EXERCISE DETAILS: Quote every line below exactly as it reads.

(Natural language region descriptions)
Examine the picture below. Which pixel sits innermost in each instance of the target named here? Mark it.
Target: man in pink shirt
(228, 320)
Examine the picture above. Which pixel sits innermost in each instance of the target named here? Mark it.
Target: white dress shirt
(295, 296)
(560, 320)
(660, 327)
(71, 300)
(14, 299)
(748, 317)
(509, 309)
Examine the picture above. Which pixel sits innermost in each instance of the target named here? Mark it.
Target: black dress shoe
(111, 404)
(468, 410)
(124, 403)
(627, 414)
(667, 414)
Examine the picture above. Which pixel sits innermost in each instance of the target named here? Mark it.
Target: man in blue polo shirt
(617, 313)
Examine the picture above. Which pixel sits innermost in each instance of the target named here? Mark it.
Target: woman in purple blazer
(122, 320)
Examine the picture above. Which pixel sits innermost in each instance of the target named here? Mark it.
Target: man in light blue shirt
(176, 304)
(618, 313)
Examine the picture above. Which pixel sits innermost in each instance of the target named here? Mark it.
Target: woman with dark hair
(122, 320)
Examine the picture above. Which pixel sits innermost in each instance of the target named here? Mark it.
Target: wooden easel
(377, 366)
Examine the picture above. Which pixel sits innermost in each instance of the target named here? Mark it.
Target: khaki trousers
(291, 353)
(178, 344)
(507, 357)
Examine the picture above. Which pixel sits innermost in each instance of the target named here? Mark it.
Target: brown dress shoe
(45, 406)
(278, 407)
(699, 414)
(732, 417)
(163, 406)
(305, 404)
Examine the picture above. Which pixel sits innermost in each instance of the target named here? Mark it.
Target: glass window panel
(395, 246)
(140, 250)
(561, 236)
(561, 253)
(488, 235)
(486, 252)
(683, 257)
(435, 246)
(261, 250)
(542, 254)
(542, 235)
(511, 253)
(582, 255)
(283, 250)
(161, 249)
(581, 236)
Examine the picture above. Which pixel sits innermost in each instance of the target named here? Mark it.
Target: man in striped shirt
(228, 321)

RESPONSE TO THE EXERCISE:
Examine the picture below. Which pixel sits innermost in each instance of the target named here? Mark it.
Target: man in pink shirt
(228, 320)
Examine the picture above. Which pixel sits innermost in each instance of the target named here? Mark it.
Target: white dress shirt
(295, 296)
(560, 320)
(660, 327)
(71, 300)
(14, 299)
(748, 317)
(509, 309)
Examine the picture above. Which pixel sits innermost in each instance of the target named here? Mark it.
Target: black dress shoe
(111, 404)
(468, 410)
(124, 403)
(627, 414)
(667, 414)
Examine the picture above. Which pixel sits innermost in each instance of the target named here? Mark it.
Target: man in blue polo shirt
(617, 313)
Examine the picture above. Which pixel sits innermost in each instance of the target named here? Mark it.
Target: woman in purple blazer
(122, 320)
Examine the picture above. Which pixel sits innermost in each instance of the target named here? Mark it.
Target: man in light blue shirt
(176, 304)
(618, 313)
Examine the picture above. Which pixel sits innermost in each instance of the target named here? Mark it.
Target: woman with dark hair
(122, 320)
Examine the picture above. Which pixel sits innermost in each instance of the target named here? Mark it.
Target: wooden easel
(377, 366)
Examine the picture above. Which pixel sits innermost in each instance of the target named here? Mark it.
Target: khaki trousers
(291, 353)
(178, 344)
(507, 357)
Examine the picture above. Which pixel sits innermost in each instance of the target named here? Mark it.
Target: brown dress shoe
(45, 406)
(278, 407)
(699, 414)
(732, 417)
(163, 406)
(305, 404)
Examine the picture above. Which pixel sits innermost in each instance of the target named here? Mark it.
Target: glass window panel
(395, 246)
(140, 250)
(561, 236)
(561, 253)
(488, 235)
(486, 252)
(683, 257)
(435, 246)
(261, 250)
(542, 254)
(542, 235)
(511, 253)
(582, 255)
(283, 250)
(161, 249)
(581, 236)
Examine the picture above. Which pixel sits innermost in each instance of the target named here? Mark it.
Target: man in striped shirt
(228, 321)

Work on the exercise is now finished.